# 阅读摘录
--

CF1093G Multidimensional Queries

思路：

参考了https://codeforces.com/blog/entry/63877。主要利用了曼哈顿距离的性质。

实现过程中遇到一个问题：不同的线段树数组的定义方式会导致运行速度很大的差别。tree[800000][32][2]比tree[2][32][800000]快了一倍，从而导致了TLE和AC的区别。可能是程序运行过程中频繁访问不连续的地址导致cache失效。以后如果需要对很大的数组进行频繁操作的话需要注意这一点。

实现：

#include <bits/stdc++.h>
using namespace std;
const int N = 200005, K = 5, INF = 0x3f3f3f3f;
int a[N][K], b[K], tree[N * 4][1 << K][2], n, k;

void build(int num, int l, int r)
{
    if (l == r)
    {
        for (int i = 0; i < (1 << k); i++)
        {
            int sum = 0;
            for (int d = 0; d < k; d++)
            {
                if ((i >> d) & 1) sum += a[l][d];
                else sum -= a[l][d];
            }
            tree[num][i][0] = tree[num][i][1] = sum;
        }
        return;
    }
    int m = l + r >> 1;
    build(num << 1, l, m);
    build(num << 1 | 1, m + 1, r);
    for (int i = 0; i < (1 << k); i++)
    {
        tree[num][i][1] = max(tree[num << 1][i][1], tree[num << 1 | 1][i][1]);
        tree[num][i][0] = min(tree[num << 1][i][0], tree[num << 1 | 1][i][0]);
    }
}

void update(int num, int l, int r, int x)
{
    if (l == r)
    {
        for (int i = 0; i < (1 << k); i++)
        {
            int sum = 0;
            for (int d = 0; d < k; d++)

--

# 存储行
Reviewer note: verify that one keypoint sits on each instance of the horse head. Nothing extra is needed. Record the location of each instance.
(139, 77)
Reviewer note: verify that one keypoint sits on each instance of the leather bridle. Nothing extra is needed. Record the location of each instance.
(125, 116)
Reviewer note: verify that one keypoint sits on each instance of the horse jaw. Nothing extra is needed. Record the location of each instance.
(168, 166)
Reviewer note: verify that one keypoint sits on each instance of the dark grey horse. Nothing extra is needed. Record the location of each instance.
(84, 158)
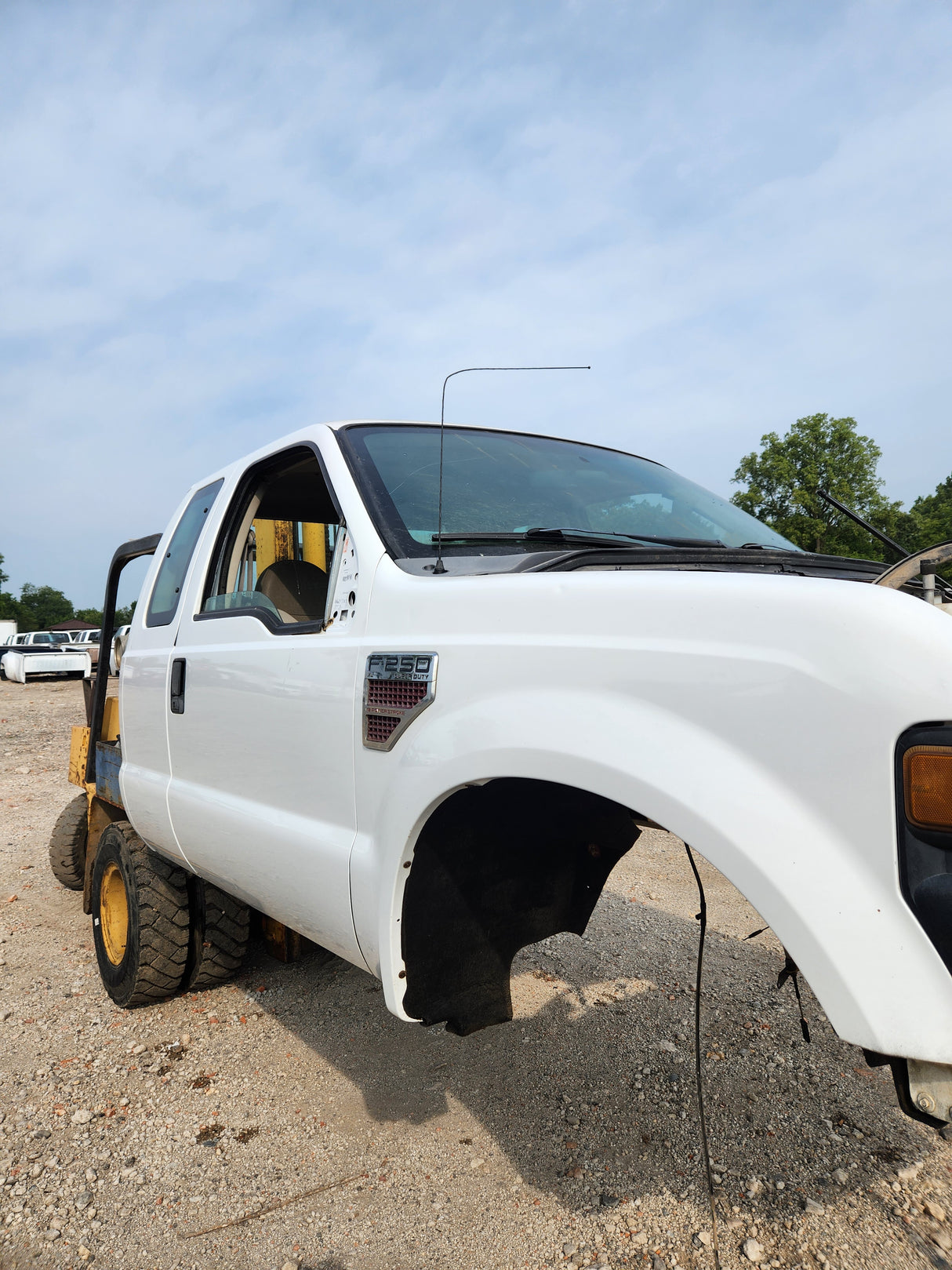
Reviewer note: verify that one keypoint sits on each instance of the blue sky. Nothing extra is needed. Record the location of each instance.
(223, 221)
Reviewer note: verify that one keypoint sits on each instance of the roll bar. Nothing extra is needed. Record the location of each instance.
(122, 556)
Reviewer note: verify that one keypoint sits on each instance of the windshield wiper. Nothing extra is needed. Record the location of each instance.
(590, 537)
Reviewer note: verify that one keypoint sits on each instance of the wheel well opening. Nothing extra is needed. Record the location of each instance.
(496, 868)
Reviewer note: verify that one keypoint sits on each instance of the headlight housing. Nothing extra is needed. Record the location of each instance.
(927, 781)
(925, 830)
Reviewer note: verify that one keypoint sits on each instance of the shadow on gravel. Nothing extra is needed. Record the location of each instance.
(594, 1077)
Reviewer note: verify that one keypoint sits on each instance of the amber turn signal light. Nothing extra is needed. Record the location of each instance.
(927, 777)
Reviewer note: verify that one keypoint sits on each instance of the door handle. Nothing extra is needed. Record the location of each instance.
(176, 695)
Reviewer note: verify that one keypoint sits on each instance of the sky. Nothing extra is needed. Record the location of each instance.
(223, 221)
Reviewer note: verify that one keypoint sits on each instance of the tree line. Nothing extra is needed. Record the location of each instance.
(781, 486)
(783, 479)
(41, 607)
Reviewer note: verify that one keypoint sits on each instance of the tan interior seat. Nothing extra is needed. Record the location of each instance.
(297, 590)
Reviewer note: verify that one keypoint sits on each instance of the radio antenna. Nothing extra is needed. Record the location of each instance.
(467, 369)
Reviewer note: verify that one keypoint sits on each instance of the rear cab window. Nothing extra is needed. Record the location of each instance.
(278, 548)
(178, 556)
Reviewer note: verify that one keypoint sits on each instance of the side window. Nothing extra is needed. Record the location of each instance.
(276, 550)
(174, 566)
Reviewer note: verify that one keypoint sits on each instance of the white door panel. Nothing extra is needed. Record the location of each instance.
(262, 791)
(144, 703)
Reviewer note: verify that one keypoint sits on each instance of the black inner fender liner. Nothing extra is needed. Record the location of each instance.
(499, 866)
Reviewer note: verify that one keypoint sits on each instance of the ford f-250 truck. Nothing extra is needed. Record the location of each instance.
(423, 738)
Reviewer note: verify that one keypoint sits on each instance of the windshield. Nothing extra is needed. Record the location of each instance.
(509, 483)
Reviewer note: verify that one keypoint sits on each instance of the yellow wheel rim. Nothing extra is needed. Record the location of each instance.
(113, 913)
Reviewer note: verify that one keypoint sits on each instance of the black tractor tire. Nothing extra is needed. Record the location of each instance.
(141, 956)
(67, 843)
(220, 930)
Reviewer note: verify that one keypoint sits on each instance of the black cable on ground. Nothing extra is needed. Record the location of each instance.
(702, 919)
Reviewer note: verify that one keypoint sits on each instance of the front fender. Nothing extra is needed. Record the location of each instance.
(806, 835)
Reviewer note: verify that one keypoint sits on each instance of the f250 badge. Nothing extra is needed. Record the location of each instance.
(396, 687)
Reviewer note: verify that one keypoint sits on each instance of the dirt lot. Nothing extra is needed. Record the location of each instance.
(568, 1137)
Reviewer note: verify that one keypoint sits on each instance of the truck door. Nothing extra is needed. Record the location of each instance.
(260, 708)
(145, 676)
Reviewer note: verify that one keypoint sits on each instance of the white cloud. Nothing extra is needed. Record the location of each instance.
(223, 221)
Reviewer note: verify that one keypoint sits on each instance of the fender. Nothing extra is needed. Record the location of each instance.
(685, 730)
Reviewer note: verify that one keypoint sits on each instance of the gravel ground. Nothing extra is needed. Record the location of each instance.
(565, 1138)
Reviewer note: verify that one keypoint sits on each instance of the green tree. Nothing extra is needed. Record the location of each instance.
(819, 453)
(10, 607)
(43, 606)
(929, 519)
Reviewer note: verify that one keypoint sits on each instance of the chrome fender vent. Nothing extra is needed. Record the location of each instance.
(396, 687)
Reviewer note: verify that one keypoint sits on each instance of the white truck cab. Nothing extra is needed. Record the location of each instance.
(423, 738)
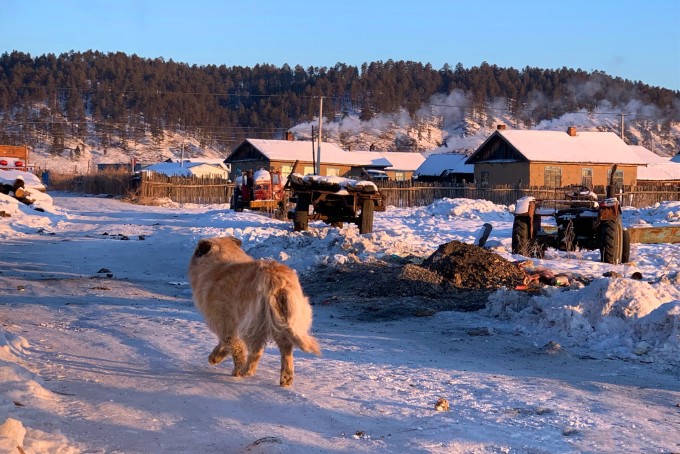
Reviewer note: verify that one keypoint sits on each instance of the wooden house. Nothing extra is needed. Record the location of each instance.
(14, 157)
(448, 167)
(554, 159)
(187, 169)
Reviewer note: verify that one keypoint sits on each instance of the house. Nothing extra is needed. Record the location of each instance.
(554, 159)
(187, 169)
(448, 167)
(403, 164)
(282, 155)
(14, 158)
(659, 171)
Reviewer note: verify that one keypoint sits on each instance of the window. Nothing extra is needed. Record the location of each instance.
(587, 178)
(285, 171)
(485, 177)
(553, 177)
(618, 178)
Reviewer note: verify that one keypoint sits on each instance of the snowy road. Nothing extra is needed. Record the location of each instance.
(120, 362)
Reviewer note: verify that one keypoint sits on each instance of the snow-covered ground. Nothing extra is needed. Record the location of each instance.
(102, 350)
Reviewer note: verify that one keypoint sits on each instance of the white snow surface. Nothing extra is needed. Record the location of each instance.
(102, 350)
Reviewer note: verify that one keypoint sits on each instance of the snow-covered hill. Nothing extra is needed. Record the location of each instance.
(437, 128)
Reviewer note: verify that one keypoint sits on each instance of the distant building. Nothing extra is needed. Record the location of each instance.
(288, 156)
(658, 171)
(554, 159)
(187, 169)
(449, 167)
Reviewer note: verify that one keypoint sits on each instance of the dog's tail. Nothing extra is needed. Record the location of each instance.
(288, 309)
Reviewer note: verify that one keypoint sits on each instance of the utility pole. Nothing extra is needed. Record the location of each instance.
(317, 170)
(622, 115)
(181, 158)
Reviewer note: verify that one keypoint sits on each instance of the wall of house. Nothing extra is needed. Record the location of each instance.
(572, 174)
(502, 173)
(399, 175)
(242, 166)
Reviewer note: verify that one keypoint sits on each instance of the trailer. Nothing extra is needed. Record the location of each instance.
(333, 200)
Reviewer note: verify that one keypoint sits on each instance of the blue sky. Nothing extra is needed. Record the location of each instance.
(636, 40)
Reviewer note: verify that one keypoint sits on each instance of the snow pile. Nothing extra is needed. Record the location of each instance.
(476, 210)
(616, 317)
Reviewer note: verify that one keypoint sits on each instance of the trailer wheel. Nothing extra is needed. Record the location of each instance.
(611, 239)
(566, 238)
(366, 218)
(520, 236)
(625, 247)
(238, 204)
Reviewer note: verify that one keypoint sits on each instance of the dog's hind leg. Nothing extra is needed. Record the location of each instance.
(238, 352)
(255, 351)
(233, 346)
(286, 348)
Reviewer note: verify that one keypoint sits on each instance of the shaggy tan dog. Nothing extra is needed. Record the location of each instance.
(247, 302)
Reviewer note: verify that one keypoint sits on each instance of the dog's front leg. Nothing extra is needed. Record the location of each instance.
(286, 348)
(220, 352)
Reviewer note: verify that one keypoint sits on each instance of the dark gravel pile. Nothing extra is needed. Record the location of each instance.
(466, 266)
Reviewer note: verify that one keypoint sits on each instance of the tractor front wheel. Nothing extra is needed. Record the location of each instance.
(366, 217)
(611, 242)
(301, 221)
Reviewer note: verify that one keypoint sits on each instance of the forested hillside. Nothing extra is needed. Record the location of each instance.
(115, 100)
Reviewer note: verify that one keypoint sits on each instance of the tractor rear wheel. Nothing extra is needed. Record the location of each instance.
(366, 217)
(625, 247)
(611, 239)
(520, 236)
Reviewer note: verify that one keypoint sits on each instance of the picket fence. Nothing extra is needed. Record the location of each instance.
(205, 190)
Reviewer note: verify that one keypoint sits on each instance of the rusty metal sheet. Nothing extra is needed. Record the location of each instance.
(655, 235)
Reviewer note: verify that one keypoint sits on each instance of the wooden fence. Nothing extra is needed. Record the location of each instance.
(200, 190)
(203, 190)
(116, 183)
(408, 194)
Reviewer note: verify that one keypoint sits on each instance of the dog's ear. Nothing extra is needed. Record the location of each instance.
(203, 248)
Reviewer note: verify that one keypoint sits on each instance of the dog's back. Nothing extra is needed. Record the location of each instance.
(251, 298)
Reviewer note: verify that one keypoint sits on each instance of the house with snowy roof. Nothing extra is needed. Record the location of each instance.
(449, 167)
(658, 171)
(554, 159)
(288, 156)
(402, 165)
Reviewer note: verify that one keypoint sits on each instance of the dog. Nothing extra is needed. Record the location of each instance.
(247, 302)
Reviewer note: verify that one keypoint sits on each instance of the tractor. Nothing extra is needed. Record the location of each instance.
(262, 190)
(582, 222)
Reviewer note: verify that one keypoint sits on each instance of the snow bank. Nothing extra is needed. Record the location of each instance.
(22, 393)
(616, 317)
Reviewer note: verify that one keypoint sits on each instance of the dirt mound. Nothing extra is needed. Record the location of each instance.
(466, 266)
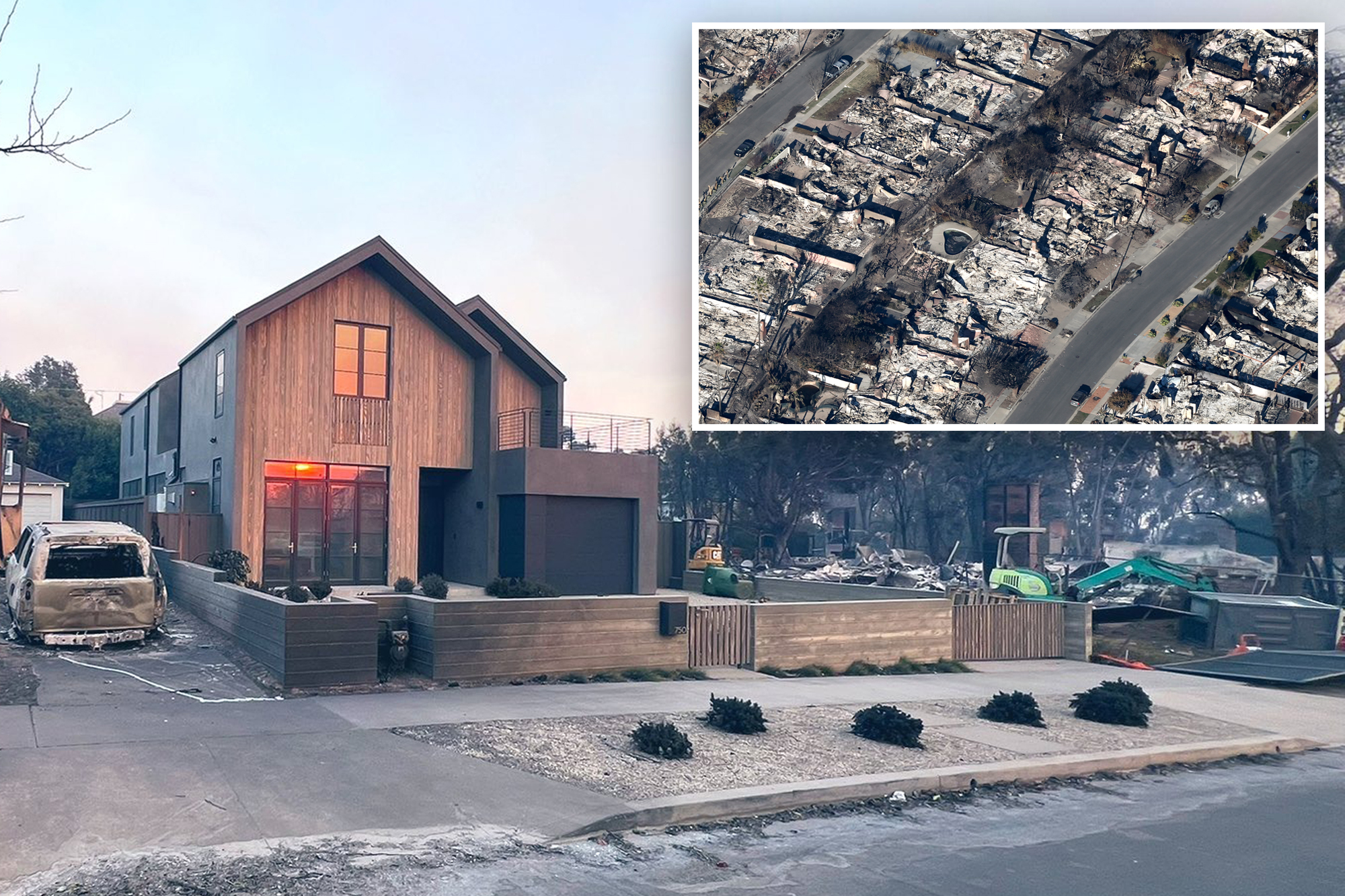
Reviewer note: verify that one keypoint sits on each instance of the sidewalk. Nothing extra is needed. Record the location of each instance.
(157, 770)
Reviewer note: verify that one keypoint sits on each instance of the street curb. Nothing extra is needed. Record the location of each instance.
(693, 809)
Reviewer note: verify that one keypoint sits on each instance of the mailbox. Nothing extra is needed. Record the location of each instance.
(672, 618)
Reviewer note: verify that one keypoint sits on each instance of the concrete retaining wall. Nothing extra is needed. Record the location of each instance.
(302, 645)
(839, 633)
(520, 638)
(1078, 631)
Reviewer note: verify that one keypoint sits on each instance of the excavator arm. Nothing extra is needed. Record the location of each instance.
(1149, 569)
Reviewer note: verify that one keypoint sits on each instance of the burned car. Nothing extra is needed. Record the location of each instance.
(84, 583)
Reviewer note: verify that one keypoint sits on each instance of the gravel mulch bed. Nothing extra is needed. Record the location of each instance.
(800, 744)
(1167, 727)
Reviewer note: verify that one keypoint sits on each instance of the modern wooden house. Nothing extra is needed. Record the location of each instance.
(358, 425)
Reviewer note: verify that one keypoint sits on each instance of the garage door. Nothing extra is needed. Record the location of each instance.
(591, 545)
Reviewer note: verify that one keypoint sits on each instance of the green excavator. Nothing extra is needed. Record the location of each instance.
(1031, 584)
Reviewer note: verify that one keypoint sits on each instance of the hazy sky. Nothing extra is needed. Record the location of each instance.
(535, 154)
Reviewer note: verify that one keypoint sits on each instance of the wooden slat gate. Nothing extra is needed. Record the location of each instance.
(1022, 630)
(719, 635)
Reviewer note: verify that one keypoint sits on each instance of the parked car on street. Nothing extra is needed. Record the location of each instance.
(839, 67)
(84, 583)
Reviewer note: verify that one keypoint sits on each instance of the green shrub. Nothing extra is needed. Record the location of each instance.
(903, 667)
(1016, 708)
(435, 585)
(890, 725)
(1112, 704)
(735, 716)
(232, 563)
(1132, 690)
(661, 739)
(520, 588)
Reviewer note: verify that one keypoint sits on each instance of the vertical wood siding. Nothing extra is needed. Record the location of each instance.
(1022, 630)
(293, 415)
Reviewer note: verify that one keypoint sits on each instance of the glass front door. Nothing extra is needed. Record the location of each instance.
(325, 521)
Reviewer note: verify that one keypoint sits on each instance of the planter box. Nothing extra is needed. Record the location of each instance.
(302, 645)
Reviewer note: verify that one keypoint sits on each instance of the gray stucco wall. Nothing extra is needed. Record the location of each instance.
(200, 423)
(146, 413)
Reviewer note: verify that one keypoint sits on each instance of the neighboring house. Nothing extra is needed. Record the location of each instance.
(44, 495)
(360, 425)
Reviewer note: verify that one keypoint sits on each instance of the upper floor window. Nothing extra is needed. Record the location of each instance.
(362, 361)
(220, 382)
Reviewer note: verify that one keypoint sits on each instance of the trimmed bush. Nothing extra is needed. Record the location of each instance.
(232, 563)
(661, 739)
(903, 667)
(1132, 690)
(888, 724)
(1016, 709)
(735, 716)
(435, 585)
(1113, 704)
(520, 588)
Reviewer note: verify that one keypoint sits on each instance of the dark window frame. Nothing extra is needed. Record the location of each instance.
(217, 474)
(360, 361)
(220, 382)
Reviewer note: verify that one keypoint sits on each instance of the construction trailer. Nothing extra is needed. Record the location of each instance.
(1281, 622)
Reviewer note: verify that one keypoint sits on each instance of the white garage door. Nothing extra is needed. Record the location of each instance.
(38, 507)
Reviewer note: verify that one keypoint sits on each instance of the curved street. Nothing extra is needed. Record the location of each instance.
(1133, 309)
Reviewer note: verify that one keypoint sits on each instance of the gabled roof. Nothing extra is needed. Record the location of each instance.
(516, 348)
(379, 256)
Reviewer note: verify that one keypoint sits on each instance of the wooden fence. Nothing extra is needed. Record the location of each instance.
(1022, 630)
(720, 635)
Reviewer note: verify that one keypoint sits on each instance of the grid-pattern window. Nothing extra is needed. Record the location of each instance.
(216, 477)
(361, 361)
(220, 382)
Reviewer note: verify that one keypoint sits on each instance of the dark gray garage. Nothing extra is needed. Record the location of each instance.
(576, 545)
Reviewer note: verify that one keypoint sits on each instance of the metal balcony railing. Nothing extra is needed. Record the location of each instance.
(572, 431)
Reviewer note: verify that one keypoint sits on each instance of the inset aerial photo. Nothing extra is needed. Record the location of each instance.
(1009, 227)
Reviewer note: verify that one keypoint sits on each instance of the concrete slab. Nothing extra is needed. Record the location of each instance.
(88, 801)
(372, 779)
(177, 717)
(17, 728)
(1019, 743)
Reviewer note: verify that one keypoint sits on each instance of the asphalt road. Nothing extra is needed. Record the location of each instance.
(1245, 829)
(1133, 309)
(771, 110)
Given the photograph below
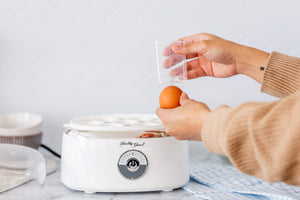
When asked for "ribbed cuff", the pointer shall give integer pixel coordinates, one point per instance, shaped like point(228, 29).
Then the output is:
point(212, 134)
point(281, 77)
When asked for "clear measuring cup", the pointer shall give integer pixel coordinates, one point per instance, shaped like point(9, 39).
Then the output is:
point(171, 67)
point(22, 173)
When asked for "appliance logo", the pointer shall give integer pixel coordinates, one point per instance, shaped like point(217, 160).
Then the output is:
point(131, 144)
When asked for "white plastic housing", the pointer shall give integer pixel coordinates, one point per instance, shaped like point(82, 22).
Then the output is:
point(90, 164)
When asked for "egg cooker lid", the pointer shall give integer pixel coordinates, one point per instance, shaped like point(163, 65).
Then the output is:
point(116, 123)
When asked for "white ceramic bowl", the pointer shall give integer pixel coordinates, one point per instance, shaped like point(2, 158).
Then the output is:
point(21, 128)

--

# 任务说明 A
判断以下三个说法是否与摘录一致，每项回答"是"或"否"，并原样引用摘录中起决定作用的文字：(i) tree[2][32][800000] 比 tree[800000][32][2] 快了一倍；(ii) 思路主要利用了曼哈顿距离的性质；(iii) 代码中常量 K 的值为 5。
# 任务说明 B
摘录代码里以 const int 开头的那一行声明了哪些常量？请全部列出，并写出各自的值。
# 任务说明 C
按照摘录的说法，两种线段树数组定义方式运行速度差别很大，可能的原因是什么？

# 输出结果 A
(i) 否。"tree[800000][32][2]比tree[2][32][800000]快了一倍"
(ii) 是。"主要利用了曼哈顿距离的性质"
(iii) 是。"K = 5"

# 输出结果 B
N = 200005
K = 5
INF = 0x3f3f3f3f

# 输出结果 C
可能是程序运行过程中频繁访问不连续的地址导致cache失效。